■ **TASKS FOR THIS EXERCISE**:
1. Rewrite the passage on Tesla and the S&P 500 from "Larger at the" up to and including "of the index.", replacing "top 10 holdings" with "ten largest holdings" throughout.
2. Continue the passage on Tesla and the S&P 500 from the point where it stops.
*** Opening DOCUMENT PASSAGE ***
The news that Tesla (TSLA) is entering the S&P 500 left me triply entertained. First, I hadn’t realised that Tesla was not already in the index. Second, the announcement served as a reminder that the S&P 500 is a strange construction, being neither a pure representation of the largest US stocks nor a “strategic-beta” benchmark that aims to outgain the norm. It is mostly the former, with a splash of the latter. And third, Tesla’s stock immediately jumped 13 per cent on the announcement it would be included in the index, which makes no sense, because Standard & Poor’s decision was inevitable. If not this month, then next month.

Larger at the top

The addition of Tesla will increase the S&P 500’s concentration, which is saying a great deal, because it is already more top-heavy than at any other time during the past 25 years. Usually, the S&P 500’s top 10 holdings make up about 20 per cent of the index’s total assets but that figure has expanded sharply over the past 18 months, reaching 28 per cent in June. Since then, the top 10 holdings have surged even further and counting Tesla’s addition, now account for 34 per cent of the index.
*** Closing DOCUMENT PASSAGE ***
*** Opening STUDY MATERIAL ***
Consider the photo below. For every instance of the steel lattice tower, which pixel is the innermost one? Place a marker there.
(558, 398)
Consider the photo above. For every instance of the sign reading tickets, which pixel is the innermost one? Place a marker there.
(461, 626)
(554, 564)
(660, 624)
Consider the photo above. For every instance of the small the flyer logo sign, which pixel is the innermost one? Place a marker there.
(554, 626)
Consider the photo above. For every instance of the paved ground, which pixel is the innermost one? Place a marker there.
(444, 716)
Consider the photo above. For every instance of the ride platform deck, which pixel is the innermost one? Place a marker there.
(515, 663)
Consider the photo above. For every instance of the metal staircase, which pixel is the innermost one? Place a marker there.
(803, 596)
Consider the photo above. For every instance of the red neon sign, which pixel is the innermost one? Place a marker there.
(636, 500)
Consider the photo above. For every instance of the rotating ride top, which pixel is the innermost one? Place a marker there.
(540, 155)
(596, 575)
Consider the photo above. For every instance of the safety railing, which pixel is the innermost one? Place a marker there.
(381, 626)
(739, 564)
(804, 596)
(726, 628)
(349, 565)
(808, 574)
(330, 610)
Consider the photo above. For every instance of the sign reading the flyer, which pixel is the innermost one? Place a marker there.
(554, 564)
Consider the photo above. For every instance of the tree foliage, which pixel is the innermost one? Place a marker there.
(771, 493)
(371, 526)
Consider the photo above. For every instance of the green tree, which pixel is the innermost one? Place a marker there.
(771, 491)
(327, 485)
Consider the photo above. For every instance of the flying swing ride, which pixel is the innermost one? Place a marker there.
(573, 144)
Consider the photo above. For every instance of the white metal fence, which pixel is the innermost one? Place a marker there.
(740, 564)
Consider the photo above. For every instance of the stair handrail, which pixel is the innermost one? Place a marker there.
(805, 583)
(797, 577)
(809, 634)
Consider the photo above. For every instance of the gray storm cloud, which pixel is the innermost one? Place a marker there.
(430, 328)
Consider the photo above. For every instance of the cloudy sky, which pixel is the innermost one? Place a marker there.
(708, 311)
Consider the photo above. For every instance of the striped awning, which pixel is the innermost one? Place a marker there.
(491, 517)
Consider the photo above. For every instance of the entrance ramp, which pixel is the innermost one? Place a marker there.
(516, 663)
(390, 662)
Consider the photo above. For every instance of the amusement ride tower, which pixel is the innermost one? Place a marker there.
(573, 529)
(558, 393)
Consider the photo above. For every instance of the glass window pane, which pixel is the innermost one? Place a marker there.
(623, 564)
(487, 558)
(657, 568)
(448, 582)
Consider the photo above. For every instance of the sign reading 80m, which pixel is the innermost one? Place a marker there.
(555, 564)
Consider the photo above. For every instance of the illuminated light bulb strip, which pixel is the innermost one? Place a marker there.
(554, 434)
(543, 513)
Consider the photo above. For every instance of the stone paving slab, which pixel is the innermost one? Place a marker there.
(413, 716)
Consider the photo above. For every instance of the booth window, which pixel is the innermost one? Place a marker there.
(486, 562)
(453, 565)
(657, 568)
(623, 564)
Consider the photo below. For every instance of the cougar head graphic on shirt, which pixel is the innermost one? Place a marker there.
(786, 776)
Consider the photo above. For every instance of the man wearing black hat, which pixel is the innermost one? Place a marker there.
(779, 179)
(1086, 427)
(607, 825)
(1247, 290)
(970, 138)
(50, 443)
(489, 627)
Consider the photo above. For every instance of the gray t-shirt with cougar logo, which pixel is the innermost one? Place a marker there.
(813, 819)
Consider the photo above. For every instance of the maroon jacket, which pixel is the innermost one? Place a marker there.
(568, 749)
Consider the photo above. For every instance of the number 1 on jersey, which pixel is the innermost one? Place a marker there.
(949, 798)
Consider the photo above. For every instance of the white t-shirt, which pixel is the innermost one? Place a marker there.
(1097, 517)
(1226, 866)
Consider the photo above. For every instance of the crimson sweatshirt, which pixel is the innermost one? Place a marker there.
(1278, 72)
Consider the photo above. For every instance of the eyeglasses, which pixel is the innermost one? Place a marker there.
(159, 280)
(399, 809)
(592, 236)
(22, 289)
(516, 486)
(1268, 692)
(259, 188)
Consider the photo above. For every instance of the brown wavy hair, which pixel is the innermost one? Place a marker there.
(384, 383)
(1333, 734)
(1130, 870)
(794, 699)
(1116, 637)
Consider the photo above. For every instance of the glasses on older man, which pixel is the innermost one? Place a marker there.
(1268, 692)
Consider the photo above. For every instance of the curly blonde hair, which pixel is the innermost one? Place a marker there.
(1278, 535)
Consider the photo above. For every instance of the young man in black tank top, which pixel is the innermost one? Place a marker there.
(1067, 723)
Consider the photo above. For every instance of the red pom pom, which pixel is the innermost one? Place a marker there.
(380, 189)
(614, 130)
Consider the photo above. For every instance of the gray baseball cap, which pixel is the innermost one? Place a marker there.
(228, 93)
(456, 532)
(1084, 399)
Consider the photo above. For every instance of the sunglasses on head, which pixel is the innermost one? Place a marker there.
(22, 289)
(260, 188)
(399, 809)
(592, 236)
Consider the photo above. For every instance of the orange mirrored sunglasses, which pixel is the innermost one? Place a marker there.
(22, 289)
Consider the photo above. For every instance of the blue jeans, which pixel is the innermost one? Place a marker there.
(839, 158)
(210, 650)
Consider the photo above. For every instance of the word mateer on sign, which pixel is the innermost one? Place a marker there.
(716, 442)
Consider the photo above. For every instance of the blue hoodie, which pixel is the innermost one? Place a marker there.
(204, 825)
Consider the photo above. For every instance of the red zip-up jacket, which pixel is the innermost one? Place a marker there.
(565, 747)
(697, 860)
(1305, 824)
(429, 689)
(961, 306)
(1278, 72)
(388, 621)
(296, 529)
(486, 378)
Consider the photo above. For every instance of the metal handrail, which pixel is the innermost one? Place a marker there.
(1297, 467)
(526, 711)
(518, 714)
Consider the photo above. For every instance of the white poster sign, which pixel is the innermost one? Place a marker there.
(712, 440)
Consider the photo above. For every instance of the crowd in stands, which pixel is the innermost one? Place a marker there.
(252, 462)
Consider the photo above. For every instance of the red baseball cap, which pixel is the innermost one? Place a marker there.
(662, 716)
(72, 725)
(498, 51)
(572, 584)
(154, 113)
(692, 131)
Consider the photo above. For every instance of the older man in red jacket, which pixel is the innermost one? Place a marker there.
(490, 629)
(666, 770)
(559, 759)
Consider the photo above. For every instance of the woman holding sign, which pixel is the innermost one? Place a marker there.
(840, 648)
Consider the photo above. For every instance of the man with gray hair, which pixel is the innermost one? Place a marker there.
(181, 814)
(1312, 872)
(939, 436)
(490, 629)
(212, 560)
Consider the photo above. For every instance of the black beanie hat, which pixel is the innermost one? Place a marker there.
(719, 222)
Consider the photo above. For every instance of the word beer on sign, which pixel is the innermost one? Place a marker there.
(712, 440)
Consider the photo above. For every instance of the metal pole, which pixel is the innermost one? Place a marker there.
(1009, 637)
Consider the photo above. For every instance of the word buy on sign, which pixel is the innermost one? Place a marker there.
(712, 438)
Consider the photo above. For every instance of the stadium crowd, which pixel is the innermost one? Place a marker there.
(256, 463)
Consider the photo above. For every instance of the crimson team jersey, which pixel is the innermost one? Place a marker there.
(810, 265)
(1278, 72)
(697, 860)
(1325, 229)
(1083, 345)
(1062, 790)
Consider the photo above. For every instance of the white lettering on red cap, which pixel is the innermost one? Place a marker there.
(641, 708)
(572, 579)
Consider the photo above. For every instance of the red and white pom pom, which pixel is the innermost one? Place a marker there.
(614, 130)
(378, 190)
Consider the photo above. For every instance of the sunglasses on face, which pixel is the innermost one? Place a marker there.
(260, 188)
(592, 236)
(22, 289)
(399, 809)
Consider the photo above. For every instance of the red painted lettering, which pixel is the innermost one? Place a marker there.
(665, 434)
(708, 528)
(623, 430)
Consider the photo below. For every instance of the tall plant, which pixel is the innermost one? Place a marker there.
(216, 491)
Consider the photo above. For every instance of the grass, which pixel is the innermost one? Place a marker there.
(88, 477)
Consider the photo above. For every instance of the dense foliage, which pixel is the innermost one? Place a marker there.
*** Closing STUDY MATERIAL ***
■ **RESPONSES BY TASK**:
1.
Larger at the top

The addition of Tesla will increase the S&P 500’s concentration, which is saying a great deal, because it is already more top-heavy than at any other time during the past 25 years. Usually, the S&P 500’s ten largest holdings make up about 20 per cent of the index’s total assets but that figure has expanded sharply over the past 18 months, reaching 28 per cent in June. Since then, the ten largest holdings have surged even further and counting Tesla’s addition, now account for 34 per cent of the index.

2.
S&P500

As indicated by the chart above, most of the growth in the top 10’s influence comes from strong performance from the index leaders - Apple (AAPL), Amazon (AMZN), Alphabet (GOOGL), and Facebook (FB) - rather than from the addition of Tesla.

For several years, market observers have complained that the S&P 500 is dominated by a few giant holdings, but until recently such complaints were largely unfounded. From 2016 through 2018, when such comments started to become commonplace, the percentage of index assets occupied by the S&P 500’s top 10 continued to hover near 20 per cent.

However, the argument certainly applies today. At one third of the S&P 500, the top 10 positions can now truly drive the index’s results. That condition has benefited S&P 500 index-fund shareholders in 2020 but whether it will continue to do so is, of course, another matter entirely.

Nowhere to run

Switching from the S&P 500 to a fund based on a broader index ameliorates the issue, but it does not eliminate it. As the S&P 500 accounts for three-quarters of the value of publicly traded US companies, those same top 10 firms account for roughly 25 per cent of the Wilshire 5000 and any other index that attempts to capture the entire American stock market. The condition cannot be escaped by purchasing, say, Vanguard Total Stock Market ETF (VTI) instead of Vanguard 500 Index (VFINX).

None of this would matter if the index’s biggest companies operated in unrelated businesses. If, for example, one firm was the world’s largest food manufacturer, one a multinational bank, another a pharmaceuticals giant, and a fourth the dominant chip manufacturer, then the index’s top positions would be diversified. To be sure, they would all fall together during a global stockmarket decline, but so would the rest of the S&P 500.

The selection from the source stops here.